### 你的任务
请根据这篇讲二叉树中序遍历的页面摘录,用一到三句话说明:递归版的 helper 函数为什么把 ret.push_back(root->val) 放在 helper(root->left, ret) 和 helper(root->right, ret) 之间。

### 页面摘录

________________________________________

发布时间 2023-09-02 14:31:28作者: 凌雨尘

Source

Given a binary tree, return the inorder traversal of its nodes' values.

Example
Given binary tree {1,#,2,3},

   1
    \
     2
    /
   3

return [1,3,2].

Challenge
Can you do it without recursion?

Note: Recursive solution is trivial, could you do it iteratively?

 

题解1 - 递归版

中序遍历的访问顺序为『先左再根后右』,递归版最好理解,递归调用时注意返回值和递归左右子树的顺序即可。

C++

/**
 * Definition for a binary tree node.
 * struct TreeNode {
 *     int val;
 *     TreeNode *left;
 *     TreeNode *right;
 *     TreeNode(int x) : val(x), left(NULL), right(NULL) {}
 * };
 */
class Solution {
public:
    vector<int> inorderTraversal(TreeNode* root) {
        vector<int> result;
        helper(root, result);
        return result;
    }

private:
    void helper(TreeNode *root, vector<int> &ret) {
        if (root != NULL) {
            helper(root->left, ret);
            ret.push_back(root->val);
            helper(root->right, ret);
        }
    }
};

Java

/**
 * Definition for a binary tree node.

________________________________________

### 提取信息
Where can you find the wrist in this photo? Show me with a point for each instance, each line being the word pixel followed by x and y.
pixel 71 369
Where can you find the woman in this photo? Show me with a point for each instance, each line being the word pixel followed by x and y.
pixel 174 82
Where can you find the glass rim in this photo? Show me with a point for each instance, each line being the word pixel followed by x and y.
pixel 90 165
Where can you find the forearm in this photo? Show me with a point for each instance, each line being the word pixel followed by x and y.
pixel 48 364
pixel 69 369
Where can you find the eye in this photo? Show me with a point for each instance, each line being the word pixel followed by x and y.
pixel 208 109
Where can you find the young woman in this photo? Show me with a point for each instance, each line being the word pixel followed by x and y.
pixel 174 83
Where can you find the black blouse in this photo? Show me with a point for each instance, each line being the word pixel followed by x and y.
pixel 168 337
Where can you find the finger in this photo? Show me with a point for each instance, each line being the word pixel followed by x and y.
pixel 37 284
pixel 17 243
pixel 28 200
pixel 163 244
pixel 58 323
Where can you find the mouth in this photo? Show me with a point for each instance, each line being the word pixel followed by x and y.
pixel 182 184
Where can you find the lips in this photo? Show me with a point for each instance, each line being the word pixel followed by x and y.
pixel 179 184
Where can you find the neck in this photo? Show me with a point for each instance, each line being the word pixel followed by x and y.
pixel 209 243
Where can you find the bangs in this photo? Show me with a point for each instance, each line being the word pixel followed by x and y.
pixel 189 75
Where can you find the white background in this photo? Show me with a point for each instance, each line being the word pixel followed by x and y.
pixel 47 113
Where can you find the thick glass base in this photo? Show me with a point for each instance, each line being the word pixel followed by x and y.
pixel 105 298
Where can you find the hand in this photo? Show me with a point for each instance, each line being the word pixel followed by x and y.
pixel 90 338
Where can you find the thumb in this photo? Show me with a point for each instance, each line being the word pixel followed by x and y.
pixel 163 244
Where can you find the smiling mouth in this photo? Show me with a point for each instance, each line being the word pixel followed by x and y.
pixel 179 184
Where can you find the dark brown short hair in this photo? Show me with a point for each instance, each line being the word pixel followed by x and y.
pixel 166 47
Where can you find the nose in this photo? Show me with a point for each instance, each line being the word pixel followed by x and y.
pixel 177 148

________________________________________

### 答案
中序遍历的访问顺序是『先左再根后右』,所以要先递归处理左子树,再记录根节点的值,最后递归处理右子树。因此,记录根节点值的 push_back 要放在左、右两次递归调用之间。